**What the exercise asks:**
Set down the material below word for word, excluding the pictures.

**Record list:**

· · · · · · ·

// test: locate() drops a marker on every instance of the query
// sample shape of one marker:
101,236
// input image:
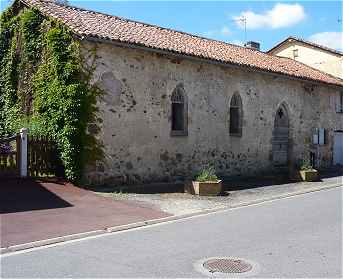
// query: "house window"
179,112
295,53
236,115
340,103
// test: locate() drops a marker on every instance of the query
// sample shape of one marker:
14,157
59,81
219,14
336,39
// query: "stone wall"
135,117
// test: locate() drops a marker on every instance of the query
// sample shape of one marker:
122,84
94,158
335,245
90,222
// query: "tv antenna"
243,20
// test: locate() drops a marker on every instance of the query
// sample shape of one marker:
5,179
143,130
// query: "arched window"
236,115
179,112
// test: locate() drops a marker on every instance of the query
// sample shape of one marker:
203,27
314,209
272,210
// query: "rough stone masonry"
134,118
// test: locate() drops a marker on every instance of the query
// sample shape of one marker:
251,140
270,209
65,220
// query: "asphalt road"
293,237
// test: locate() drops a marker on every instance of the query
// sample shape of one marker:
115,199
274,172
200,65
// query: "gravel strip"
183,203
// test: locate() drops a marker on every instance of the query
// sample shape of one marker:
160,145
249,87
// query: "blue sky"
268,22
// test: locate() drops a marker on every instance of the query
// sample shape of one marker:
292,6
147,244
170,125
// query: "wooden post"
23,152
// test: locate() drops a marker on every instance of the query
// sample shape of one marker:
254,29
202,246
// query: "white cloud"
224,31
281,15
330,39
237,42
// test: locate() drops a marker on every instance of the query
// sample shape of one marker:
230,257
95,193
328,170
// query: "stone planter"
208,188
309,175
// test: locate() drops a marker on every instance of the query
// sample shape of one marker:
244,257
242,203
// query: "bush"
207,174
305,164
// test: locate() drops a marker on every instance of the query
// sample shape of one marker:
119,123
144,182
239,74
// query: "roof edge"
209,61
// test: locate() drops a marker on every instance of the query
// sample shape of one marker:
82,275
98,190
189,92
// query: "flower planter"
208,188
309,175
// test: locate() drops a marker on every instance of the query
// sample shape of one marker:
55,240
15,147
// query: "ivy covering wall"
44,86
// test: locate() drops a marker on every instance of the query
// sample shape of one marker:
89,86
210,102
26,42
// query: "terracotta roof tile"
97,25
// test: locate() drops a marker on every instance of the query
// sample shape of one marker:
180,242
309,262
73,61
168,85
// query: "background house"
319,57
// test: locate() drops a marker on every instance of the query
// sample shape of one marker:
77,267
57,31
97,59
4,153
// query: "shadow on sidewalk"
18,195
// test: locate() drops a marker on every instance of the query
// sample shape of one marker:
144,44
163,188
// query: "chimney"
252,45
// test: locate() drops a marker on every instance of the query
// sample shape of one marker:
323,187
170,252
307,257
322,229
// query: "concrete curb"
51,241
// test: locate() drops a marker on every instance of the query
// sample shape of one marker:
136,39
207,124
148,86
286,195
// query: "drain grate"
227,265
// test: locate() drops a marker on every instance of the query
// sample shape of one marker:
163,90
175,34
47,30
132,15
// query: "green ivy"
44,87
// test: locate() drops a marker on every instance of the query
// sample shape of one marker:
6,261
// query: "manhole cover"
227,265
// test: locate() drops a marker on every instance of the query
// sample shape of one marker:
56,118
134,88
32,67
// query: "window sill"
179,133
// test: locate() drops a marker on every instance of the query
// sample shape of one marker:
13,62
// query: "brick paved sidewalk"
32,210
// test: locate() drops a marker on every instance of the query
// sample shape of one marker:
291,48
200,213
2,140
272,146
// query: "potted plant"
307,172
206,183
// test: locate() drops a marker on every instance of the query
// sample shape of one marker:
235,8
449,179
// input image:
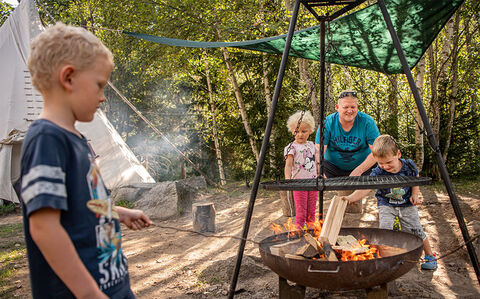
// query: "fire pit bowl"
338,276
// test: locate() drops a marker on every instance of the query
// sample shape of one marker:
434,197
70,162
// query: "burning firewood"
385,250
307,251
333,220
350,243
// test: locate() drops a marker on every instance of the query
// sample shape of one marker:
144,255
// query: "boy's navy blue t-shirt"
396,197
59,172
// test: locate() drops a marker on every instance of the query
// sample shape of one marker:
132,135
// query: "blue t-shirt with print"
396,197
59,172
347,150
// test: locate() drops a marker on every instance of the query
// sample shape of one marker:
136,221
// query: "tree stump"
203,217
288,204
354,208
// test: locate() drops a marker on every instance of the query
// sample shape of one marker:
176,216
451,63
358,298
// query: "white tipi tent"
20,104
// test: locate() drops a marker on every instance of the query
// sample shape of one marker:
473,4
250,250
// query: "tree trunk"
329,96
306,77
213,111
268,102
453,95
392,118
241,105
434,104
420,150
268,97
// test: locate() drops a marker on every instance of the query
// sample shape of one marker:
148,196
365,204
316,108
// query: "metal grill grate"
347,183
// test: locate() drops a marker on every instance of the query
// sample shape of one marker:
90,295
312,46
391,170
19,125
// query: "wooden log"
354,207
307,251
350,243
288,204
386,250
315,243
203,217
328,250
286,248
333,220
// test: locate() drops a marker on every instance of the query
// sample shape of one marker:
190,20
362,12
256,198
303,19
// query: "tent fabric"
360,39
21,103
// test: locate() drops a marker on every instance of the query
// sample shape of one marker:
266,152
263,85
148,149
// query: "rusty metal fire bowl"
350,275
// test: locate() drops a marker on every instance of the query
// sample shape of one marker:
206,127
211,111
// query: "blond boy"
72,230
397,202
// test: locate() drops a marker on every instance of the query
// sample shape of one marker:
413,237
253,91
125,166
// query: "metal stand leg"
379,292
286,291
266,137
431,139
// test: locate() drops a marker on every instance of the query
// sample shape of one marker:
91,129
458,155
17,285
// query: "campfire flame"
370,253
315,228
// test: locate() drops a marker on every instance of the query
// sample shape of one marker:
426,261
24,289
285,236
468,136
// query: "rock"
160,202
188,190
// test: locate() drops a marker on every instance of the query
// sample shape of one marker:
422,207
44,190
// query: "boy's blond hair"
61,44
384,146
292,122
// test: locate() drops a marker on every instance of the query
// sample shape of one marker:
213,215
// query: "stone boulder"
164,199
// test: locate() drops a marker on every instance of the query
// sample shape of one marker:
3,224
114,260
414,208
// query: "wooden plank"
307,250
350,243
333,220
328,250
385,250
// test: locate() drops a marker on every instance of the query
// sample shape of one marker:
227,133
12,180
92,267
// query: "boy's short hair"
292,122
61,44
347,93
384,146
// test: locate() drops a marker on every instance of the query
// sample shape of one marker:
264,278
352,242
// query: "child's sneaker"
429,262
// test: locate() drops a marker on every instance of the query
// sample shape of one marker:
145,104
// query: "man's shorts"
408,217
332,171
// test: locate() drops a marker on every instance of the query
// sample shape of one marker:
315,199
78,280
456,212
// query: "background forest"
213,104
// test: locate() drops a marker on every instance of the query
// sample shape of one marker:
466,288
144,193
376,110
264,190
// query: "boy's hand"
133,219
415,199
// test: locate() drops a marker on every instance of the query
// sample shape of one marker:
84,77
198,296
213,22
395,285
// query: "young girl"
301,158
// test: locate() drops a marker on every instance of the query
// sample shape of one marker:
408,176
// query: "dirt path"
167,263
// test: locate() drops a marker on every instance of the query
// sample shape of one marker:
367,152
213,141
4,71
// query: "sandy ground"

· · · · · · ·

**Solution to this exercise:**
// test: locate() drops a marker on every instance of the query
// sample shape of one marker:
101,236
// input image:
// query: "house window"
179,112
295,53
236,115
340,103
// test: locate() drops a marker on every instance of the query
// sample shape of one marker:
14,157
59,81
219,14
336,39
// query: "stone wall"
135,117
// test: locate() drops a marker on every instance of the query
// sample shape of one marker:
122,84
94,158
335,245
90,222
// query: "tv antenna"
243,20
// test: locate() drops a marker on every instance of the query
// sample shape of one marker:
5,179
143,130
// query: "arched window"
236,115
179,112
// test: locate() drops a marker on every instance of the query
// sample shape of one marker:
203,27
314,209
272,210
// query: "rough stone masonry"
134,118
// test: locate() drops a marker on every instance of the query
// sample shape of one marker:
251,140
270,209
65,220
// query: "asphalt road"
293,237
// test: locate() drops a marker on every instance of the query
// sample shape of one marker:
115,199
274,172
200,65
// query: "gravel strip"
183,203
// test: locate() drops a marker on every instance of the query
// sample shape of one marker:
160,145
249,87
// query: "blue sky"
268,22
// test: locate() drops a marker on every instance of the query
// sample shape of one marker:
292,6
147,244
170,125
// query: "wooden post"
23,152
// test: locate() drops a marker on every instance of the query
// sample shape of one marker:
254,29
202,246
// query: "white cloud"
224,31
281,15
330,39
237,42
// test: locate() drops a marker on every instance of the query
// sample shape of one marker:
230,257
95,193
328,170
// query: "stone planter"
208,188
309,175
// test: locate() drops a marker on every instance of the query
// sample shape of one marker:
244,257
242,203
// query: "bush"
207,174
305,164
// test: locate() drops a marker on every instance of the query
// sample shape of one marker:
119,123
144,182
239,74
// query: "roof edge"
209,61
// test: locate() drops a marker on every instance of the query
// sample shape of one marker:
82,275
98,190
189,92
// query: "flower planter"
208,188
309,175
// test: locate() drops a marker on every instance of the query
// sample shape of one marker:
55,240
15,147
// query: "ivy covering wall"
44,86
// test: locate() drops a marker on every instance of the query
// sample shape of one marker:
89,86
210,102
26,42
// query: "terracotta roof tile"
97,25
// test: locate() drops a marker on every instance of the query
// sample shape of one marker:
180,242
309,262
73,61
168,85
// query: "background house"
319,57
// test: locate() drops a marker on every instance of the query
// sample shape of one marker:
77,267
57,31
97,59
4,153
// query: "shadow on sidewalk"
18,195
// test: locate() drops a marker on every instance of the query
// sample shape of one marker:
144,44
163,188
// query: "chimney"
252,45
// test: locate() drops a marker on every instance of the query
// sample shape of one marker:
323,187
170,252
307,257
322,229
// query: "concrete curb"
51,241
// test: locate() drops a marker on every instance of the query
// sample shape of one marker:
136,39
207,124
148,86
286,195
// query: "drain grate"
227,265
// test: locate() drops a marker on every instance of the query
// sample shape of one marker:
163,90
175,34
47,30
132,15
// query: "green ivy"
44,87
// test: locate() drops a marker on every instance of the query
// sample shape of one marker:
6,261
// query: "manhole cover"
227,265
// test: locate() drops a marker on every instance of the query
// sample shape of one marker:
56,118
134,88
32,67
// query: "window sill"
179,133
// test: locate() drops a marker on every instance of the query
// sample shape of one marker:
13,62
// query: "brick paved sidewalk"
32,210
// test: locate() drops a marker on every instance of the query
// sample shape of one marker:
291,48
200,213
2,140
272,146
// query: "potted plant"
307,172
206,183
// test: locate() drops a marker on every instance of the query
// sample shape of one marker:
235,8
449,179
// input image:
// query: "fire pit bowl"
338,276
// test: locate() drops a marker on every instance of the query
// sample shape of one marker:
434,197
70,162
// query: "burning firewood"
385,250
307,251
333,220
350,243
// test: locate() drops a marker on every instance of the query
// sample shape of one marker:
144,255
// query: "boy's navy blue t-shirt"
396,197
59,172
// test: locate() drops a marker on every instance of the query
// sample shape of one marker:
132,135
// query: "blue t-shirt with print"
396,197
59,172
347,150
// test: locate() drops a marker on every instance of the query
// sample shape of one marker:
136,221
// query: "tree stump"
203,217
288,204
354,208
// test: locate() drops a marker on every instance of the query
// sample shape of one marker:
176,216
451,63
358,298
// query: "white tipi tent"
20,104
// test: locate() drops a marker on every instance of the query
// sample shape of one marker:
473,4
250,250
// query: "tree trunk"
329,96
306,77
213,111
268,102
453,95
392,118
241,105
434,104
420,150
268,97
// test: locate() drops a marker on every instance of the query
// sample shape of one marker:
148,196
365,204
316,108
// query: "metal grill grate"
347,183
// test: locate() drops a marker on every instance of the query
// sample shape of one marker:
90,295
312,46
391,170
19,125
// query: "wooden log"
354,207
307,251
350,243
288,204
386,250
315,243
203,217
328,250
286,248
333,220
// test: locate() drops a marker on every instance of the query
// sample shape of one marker:
190,20
362,12
256,198
303,19
// query: "tent fabric"
360,39
21,103
// test: locate() drops a marker on every instance of the query
// sample shape of one marker:
266,152
263,85
148,149
// query: "rusty metal fire bowl"
350,275
// test: locate() drops a marker on every instance of the query
// sample shape of one marker:
206,127
211,111
// query: "blond boy"
72,230
397,202
// test: locate() drops a marker on every instance of the query
// sample shape of one marker:
413,237
253,91
125,166
// query: "metal stand leg"
379,292
286,291
266,137
431,139
// test: locate() drops a marker on every instance of the query
// sample shape of one marker:
91,129
458,155
17,285
// query: "campfire flame"
370,253
315,228
// test: locate() drops a marker on every instance of the query
// sample shape of one marker:
426,261
24,289
285,236
468,136
// query: "rock"
160,202
188,190
// test: locate() drops a marker on every instance of the query
// sample shape of one marker:
422,207
44,190
// query: "boy's blond hair"
61,44
384,146
292,122
// test: locate() drops a marker on every instance of the query
// sample shape of one marker:
213,215
// query: "stone boulder"
164,199
// test: locate() drops a marker on every instance of the query
// sample shape of one marker:
3,224
114,260
414,208
// query: "wooden plank"
307,250
350,243
333,220
328,250
385,250
// test: locate() drops a marker on every instance of the query
// sample shape of one marker:
227,133
12,180
92,267
// query: "boy's short hair"
292,122
61,44
347,93
384,146
// test: locate() drops a marker on every instance of the query
// sample shape of one marker:
264,278
352,242
// query: "child's sneaker"
429,262
// test: locate() drops a marker on every instance of the query
// sample shape of one marker:
145,104
// query: "man's shorts"
408,217
332,171
// test: locate() drops a marker on every instance of the query
// sample shape of one marker:
315,199
78,280
456,212
// query: "background forest"
213,104
// test: locate() drops a marker on every instance of the query
// sample shape of one marker:
466,288
144,193
376,110
264,190
// query: "boy's hand"
133,219
415,199
// test: locate() drops a marker on every instance of the query
// sample shape of one marker:
84,77
198,296
213,22
395,285
// query: "young girl"
301,158
// test: locate() drops a marker on every instance of the query
// sample shape of one marker:
408,176
// query: "dirt path"
167,263
// test: locate() drops a marker on every instance of the query
// sample shape of one marker:
367,152
213,141
4,71
// query: "sandy ground"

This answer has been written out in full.